In the material below, change every occurrence of "Please consult the photo" to "Refer to the picture" and reproduce all the lines otherwise unchanged, omitting the pictures.

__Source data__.
____

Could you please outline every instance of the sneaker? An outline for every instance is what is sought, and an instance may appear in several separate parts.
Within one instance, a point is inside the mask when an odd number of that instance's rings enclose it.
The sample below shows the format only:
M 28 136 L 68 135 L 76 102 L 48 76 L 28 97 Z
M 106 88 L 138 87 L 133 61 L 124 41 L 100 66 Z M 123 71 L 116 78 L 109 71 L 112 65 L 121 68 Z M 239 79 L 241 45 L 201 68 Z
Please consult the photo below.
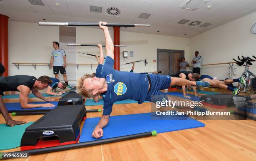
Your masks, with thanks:
M 203 87 L 205 88 L 208 88 L 210 86 L 210 83 L 206 81 L 196 81 L 196 86 Z
M 233 97 L 233 101 L 234 103 L 235 102 L 246 102 L 246 99 L 243 97 Z
M 239 88 L 235 88 L 232 92 L 232 94 L 234 95 L 238 95 L 240 92 L 240 89 Z
M 67 89 L 72 89 L 72 87 L 71 87 L 70 86 L 69 86 L 69 85 L 67 85 Z
M 236 107 L 237 108 L 246 107 L 247 103 L 246 102 L 235 102 Z
M 239 79 L 240 80 L 240 83 L 243 84 L 243 87 L 246 87 L 246 80 L 245 77 L 243 75 L 239 78 Z

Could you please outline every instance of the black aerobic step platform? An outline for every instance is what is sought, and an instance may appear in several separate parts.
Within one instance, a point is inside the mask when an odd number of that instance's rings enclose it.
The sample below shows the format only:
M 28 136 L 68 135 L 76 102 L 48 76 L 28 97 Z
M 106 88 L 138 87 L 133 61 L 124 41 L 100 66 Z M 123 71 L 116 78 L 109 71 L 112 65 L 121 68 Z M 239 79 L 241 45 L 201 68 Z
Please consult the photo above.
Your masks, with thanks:
M 206 106 L 217 109 L 224 109 L 227 106 L 234 105 L 233 97 L 243 96 L 226 93 L 203 95 L 201 97 L 201 101 Z
M 69 92 L 62 97 L 59 101 L 58 106 L 83 104 L 81 96 L 75 92 Z
M 72 88 L 71 89 L 70 89 L 70 90 L 69 90 L 69 92 L 72 92 L 72 93 L 74 93 L 74 92 L 76 92 L 77 91 L 77 87 L 71 87 L 71 88 Z
M 79 125 L 85 112 L 82 104 L 56 107 L 26 128 L 21 150 L 77 143 Z

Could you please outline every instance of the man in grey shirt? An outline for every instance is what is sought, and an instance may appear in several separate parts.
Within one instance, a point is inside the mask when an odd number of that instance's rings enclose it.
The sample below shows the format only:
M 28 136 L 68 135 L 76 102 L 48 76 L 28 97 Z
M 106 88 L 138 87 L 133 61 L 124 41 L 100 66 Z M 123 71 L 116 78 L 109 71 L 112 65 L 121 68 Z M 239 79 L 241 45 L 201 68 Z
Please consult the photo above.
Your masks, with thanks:
M 197 73 L 198 74 L 200 74 L 200 70 L 201 69 L 201 64 L 202 63 L 202 56 L 198 55 L 199 54 L 199 52 L 196 51 L 195 52 L 195 57 L 193 58 L 192 60 L 192 63 L 194 64 L 193 66 L 193 73 Z
M 59 80 L 59 71 L 63 76 L 65 82 L 67 84 L 67 88 L 71 89 L 71 88 L 68 84 L 67 78 L 66 74 L 66 53 L 64 50 L 59 48 L 59 44 L 56 41 L 52 42 L 52 46 L 54 50 L 51 52 L 51 67 L 53 66 L 54 74 L 55 78 Z
M 185 58 L 182 58 L 182 61 L 179 63 L 179 72 L 187 71 L 187 67 L 189 67 L 189 64 L 187 62 L 185 61 Z

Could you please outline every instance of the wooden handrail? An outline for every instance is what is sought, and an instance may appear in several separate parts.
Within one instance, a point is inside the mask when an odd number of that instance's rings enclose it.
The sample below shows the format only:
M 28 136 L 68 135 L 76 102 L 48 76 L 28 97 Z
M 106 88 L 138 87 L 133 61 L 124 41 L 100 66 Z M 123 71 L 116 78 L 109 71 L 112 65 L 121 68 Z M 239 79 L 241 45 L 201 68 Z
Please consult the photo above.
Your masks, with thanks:
M 50 63 L 31 63 L 31 62 L 13 62 L 12 64 L 15 65 L 18 69 L 20 69 L 20 65 L 32 65 L 35 70 L 36 69 L 36 65 L 48 65 L 49 67 L 49 69 L 51 69 L 51 67 L 50 66 Z M 88 64 L 88 63 L 67 63 L 67 65 L 76 65 L 78 69 L 79 66 L 86 66 L 90 65 L 91 68 L 92 69 L 92 66 L 98 65 L 97 64 Z
M 251 60 L 251 62 L 256 62 L 256 61 Z M 225 64 L 236 63 L 237 62 L 227 62 L 220 63 L 207 64 L 202 64 L 201 66 L 207 66 L 207 65 L 221 65 L 221 64 Z M 189 66 L 189 67 L 192 67 L 193 66 L 193 65 L 190 65 Z
M 28 65 L 31 65 L 31 64 L 37 64 L 37 65 L 48 65 L 48 64 L 49 64 L 50 63 L 23 63 L 23 62 L 13 62 L 13 63 L 12 63 L 12 64 L 28 64 Z M 79 65 L 98 65 L 97 64 L 88 64 L 88 63 L 84 63 L 84 64 L 79 64 L 79 63 L 67 63 L 66 64 L 67 65 L 77 65 L 77 64 L 78 64 Z

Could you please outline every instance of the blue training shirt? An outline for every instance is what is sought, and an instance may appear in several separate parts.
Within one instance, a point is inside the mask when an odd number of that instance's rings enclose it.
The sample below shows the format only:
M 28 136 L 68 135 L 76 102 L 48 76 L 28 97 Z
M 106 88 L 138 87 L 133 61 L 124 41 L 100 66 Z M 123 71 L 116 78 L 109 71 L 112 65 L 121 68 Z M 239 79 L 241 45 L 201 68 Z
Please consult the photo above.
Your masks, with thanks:
M 53 89 L 57 88 L 58 83 L 59 82 L 59 80 L 55 78 L 50 78 L 50 79 L 52 81 L 52 83 L 49 84 L 49 86 L 52 88 Z
M 146 75 L 114 69 L 114 60 L 107 56 L 102 68 L 101 78 L 104 78 L 108 90 L 100 95 L 104 101 L 103 114 L 108 115 L 112 111 L 113 104 L 127 99 L 144 102 L 148 89 L 148 80 Z

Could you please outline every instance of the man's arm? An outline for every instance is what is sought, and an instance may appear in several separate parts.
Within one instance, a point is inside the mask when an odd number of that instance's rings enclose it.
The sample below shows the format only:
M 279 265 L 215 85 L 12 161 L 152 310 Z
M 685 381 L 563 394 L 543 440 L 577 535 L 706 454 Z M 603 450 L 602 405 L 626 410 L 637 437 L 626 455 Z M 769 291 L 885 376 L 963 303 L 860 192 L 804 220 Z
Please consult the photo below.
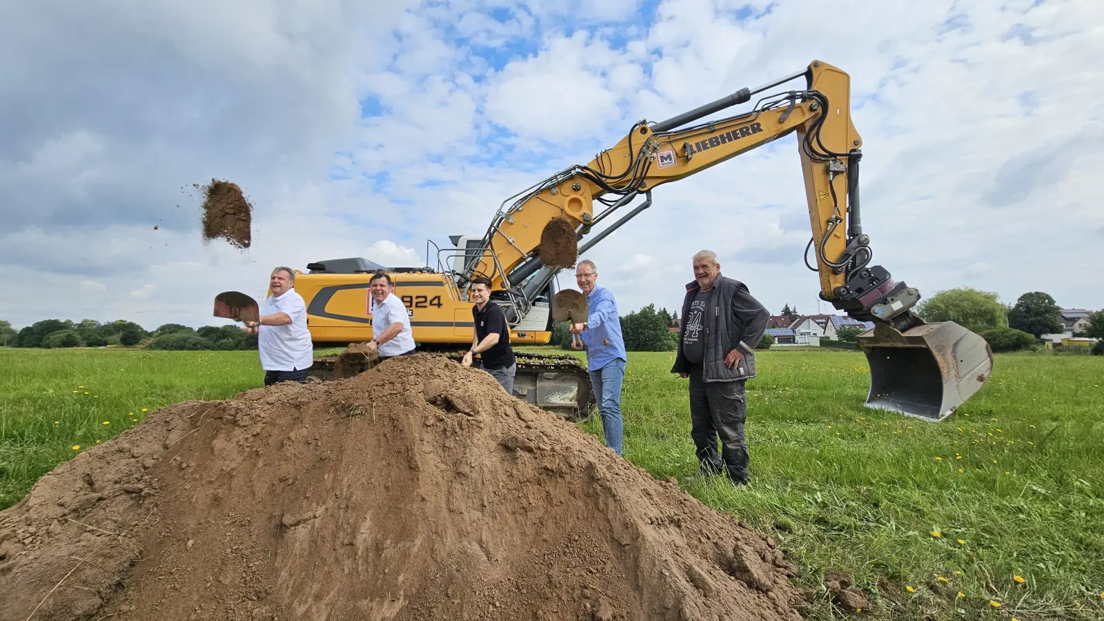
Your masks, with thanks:
M 746 285 L 741 284 L 736 287 L 732 296 L 732 319 L 736 325 L 743 326 L 743 330 L 740 340 L 732 345 L 732 351 L 724 357 L 726 367 L 735 367 L 741 358 L 754 351 L 766 331 L 769 318 L 771 313 L 760 304 L 760 301 L 752 297 Z

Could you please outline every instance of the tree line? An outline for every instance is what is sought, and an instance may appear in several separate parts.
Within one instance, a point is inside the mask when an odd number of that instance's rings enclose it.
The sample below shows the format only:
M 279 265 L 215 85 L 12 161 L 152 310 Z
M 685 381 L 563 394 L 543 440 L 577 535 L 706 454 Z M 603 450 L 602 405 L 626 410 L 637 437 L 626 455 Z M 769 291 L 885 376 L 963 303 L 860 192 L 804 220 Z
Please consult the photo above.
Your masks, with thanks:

____

__SOLUTION TO THIS TASK__.
Could you please outline every instance of the sneaker? An outline for every instance is what is sought, and an instance may appear in several separate parts.
Within one instance, a point is inside the mask when an odd number of that instance's rings enclose it.
The sample below shows the format only:
M 28 136 L 68 135 L 76 102 L 48 76 L 28 97 Z
M 106 88 L 138 87 L 133 61 L 124 41 L 100 66 Z M 123 71 L 116 78 L 109 71 L 112 65 L 121 68 Z M 239 79 L 241 45 L 201 68 Z
Refer to the picture below.
Your masks, with thanks:
M 203 87 L 205 88 L 208 88 L 210 86 L 210 83 L 206 81 L 196 81 L 196 86 Z
M 233 97 L 233 101 L 234 103 L 235 102 L 246 102 L 246 99 L 243 97 Z
M 239 88 L 235 88 L 232 92 L 232 94 L 234 95 L 238 95 L 240 92 L 240 89 Z
M 67 89 L 72 89 L 72 87 L 71 87 L 70 86 L 69 86 L 69 85 L 67 85 Z
M 236 107 L 237 108 L 246 107 L 247 103 L 246 102 L 235 102 Z
M 239 79 L 240 80 L 240 83 L 243 84 L 243 87 L 246 87 L 246 80 L 245 77 L 243 75 L 239 78 Z

Could you please outline every instance of the black aerobic step platform? An outline for every instance is what is sought, and an instance may appear in several separate parts.
Within one instance, a point is inside the mask when an odd number of that instance's rings enclose it.
The sample below shows the format only:
M 28 136 L 68 135 L 76 102 L 48 76 L 28 97 Z
M 106 88 L 138 87 L 133 61 L 124 41 L 100 66 Z M 123 71 L 116 78 L 109 71 L 112 65 L 121 68 Z M 239 79 L 241 45 L 201 68 Z
Refer to the picture above.
Your masks, with thanks:
M 206 106 L 217 109 L 224 109 L 227 106 L 234 105 L 233 97 L 243 96 L 226 93 L 203 95 L 201 97 L 201 101 Z
M 69 92 L 62 97 L 59 101 L 58 106 L 83 104 L 81 96 L 75 92 Z
M 72 88 L 71 89 L 70 89 L 70 90 L 69 90 L 69 92 L 72 92 L 72 93 L 74 93 L 74 92 L 76 92 L 77 91 L 77 87 L 71 87 L 71 88 Z
M 79 125 L 85 112 L 82 104 L 56 107 L 26 128 L 21 150 L 77 143 Z

Could you please outline every instance of the man in grey shirt? An outline for every instance is what is sought, and an instance may appear in several separate parts.
Within one instance, a point is inside the mask when an odd number of that instance's rings enclose it.
The sample below shows the format only:
M 28 136 L 68 135 L 76 102 L 48 76 L 28 97 Z
M 106 88 L 138 87 L 133 61 L 124 41 L 100 66 Z M 123 71 L 116 78 L 109 71 L 112 65 L 121 68 Z M 239 79 L 241 45 L 201 68 Z
Refer to the picture above.
Your masks, with thanks:
M 197 73 L 198 74 L 200 74 L 200 70 L 201 69 L 201 64 L 202 63 L 202 56 L 198 55 L 199 54 L 199 52 L 196 51 L 195 52 L 195 57 L 193 58 L 192 60 L 192 63 L 194 64 L 193 66 L 193 73 Z
M 59 80 L 59 71 L 63 76 L 65 82 L 67 84 L 67 88 L 71 89 L 71 88 L 68 84 L 67 78 L 66 74 L 66 53 L 64 50 L 59 48 L 59 44 L 56 41 L 52 42 L 52 46 L 54 50 L 51 52 L 51 67 L 53 66 L 54 74 L 55 78 Z
M 185 58 L 182 58 L 182 61 L 179 63 L 179 72 L 187 71 L 187 67 L 189 67 L 189 64 L 187 62 L 185 61 Z

Could you please outline every instance of the wooden handrail? An outline for every instance is what is sought, and an instance may appear in several separate parts.
Within one instance, a point is inside the mask when an odd number of that instance's rings enclose it.
The sample below shows the format only:
M 28 136 L 68 135 L 76 102 L 48 76 L 28 97 Z
M 106 88 L 138 87 L 133 61 L 124 41 L 100 66 Z M 123 71 L 116 78 L 109 71 L 112 65 L 121 68 Z M 239 79 L 241 45 L 201 68 Z
Refer to the picture above.
Your masks, with thanks:
M 50 63 L 31 63 L 31 62 L 13 62 L 12 64 L 15 65 L 18 69 L 20 69 L 20 65 L 32 65 L 35 70 L 36 69 L 36 65 L 48 65 L 49 67 L 49 69 L 51 69 L 51 67 L 50 66 Z M 88 64 L 88 63 L 67 63 L 67 65 L 76 65 L 78 69 L 79 66 L 86 66 L 90 65 L 91 68 L 92 69 L 92 66 L 98 65 L 97 64 Z
M 251 60 L 251 62 L 256 62 L 256 61 Z M 225 64 L 236 63 L 237 62 L 227 62 L 220 63 L 207 64 L 202 64 L 201 66 L 207 66 L 207 65 L 221 65 L 221 64 Z M 189 66 L 189 67 L 192 67 L 193 66 L 193 65 L 190 65 Z
M 28 65 L 31 65 L 31 64 L 37 64 L 37 65 L 48 65 L 48 64 L 49 64 L 50 63 L 23 63 L 23 62 L 13 62 L 13 63 L 12 63 L 12 64 L 28 64 Z M 79 65 L 98 65 L 97 64 L 88 64 L 88 63 L 84 63 L 84 64 L 79 64 L 79 63 L 67 63 L 66 64 L 67 65 L 77 65 L 77 64 L 78 64 Z

Could you please outline every instance of the blue training shirt? An outline for every instance is what is sought, and an instance may appear in several separate parts.
Within one instance, a point is inside the mask when an odd number of that instance's rings enclose it.
The sample below shows the format only:
M 28 136 L 68 135 L 76 102 L 48 76 L 28 97 Z
M 106 88 L 138 87 L 133 61 L 124 41 L 100 66 Z M 123 71 L 116 78 L 109 71 L 112 65 L 121 68 Z M 239 79 L 241 45 L 201 68 Z
Refer to the picture above.
Your masks, with thanks:
M 53 89 L 57 88 L 58 83 L 59 82 L 59 80 L 55 78 L 50 78 L 50 79 L 52 81 L 52 83 L 49 84 L 49 86 L 52 88 Z
M 146 75 L 114 69 L 114 60 L 107 56 L 102 68 L 101 78 L 104 78 L 108 90 L 100 95 L 104 101 L 103 114 L 108 115 L 112 111 L 113 104 L 127 99 L 144 102 L 148 89 L 148 80 Z

Could you please outline every instance of the man's arm? An outline for every instance is what is sought, and an instance may appear in several separate parts.
Within one instance, a point is inside the mask when an odd number of that instance's rings enclose it.
The sample below shows the format only:
M 279 265 L 215 85 L 12 161 L 152 310 Z
M 685 381 L 563 394 L 543 440 L 577 535 L 706 454 Z M 603 450 L 602 405 L 626 410 L 637 437 L 626 455 Z M 769 291 L 885 376 L 963 303 L 860 192 L 804 220 Z
Refer to the picture below.
Your masks, with thanks:
M 746 285 L 741 284 L 736 287 L 732 296 L 732 319 L 736 325 L 743 326 L 743 330 L 740 340 L 732 345 L 732 351 L 724 357 L 726 367 L 735 367 L 741 358 L 754 351 L 766 331 L 769 318 L 771 313 L 760 304 L 760 301 L 752 297 Z

Could you please outline every instance of the tree line? An outline for every instance is what is sought, and an instance may appear in several separate parts.
Within one instance, a point is inside the mask when an odd number of that instance's rings enclose it.
The sample below shows the format only:
M 279 265 L 215 85 L 12 161 L 152 310 Z
M 685 381 L 563 394 L 543 440 L 577 535 L 706 454 Z M 603 450 L 602 405 L 626 410 L 637 437 L 626 455 Z M 769 291 L 885 376 L 963 303 L 860 192 L 804 220 Z
Refer to the picture above.
Your masks, with thanks:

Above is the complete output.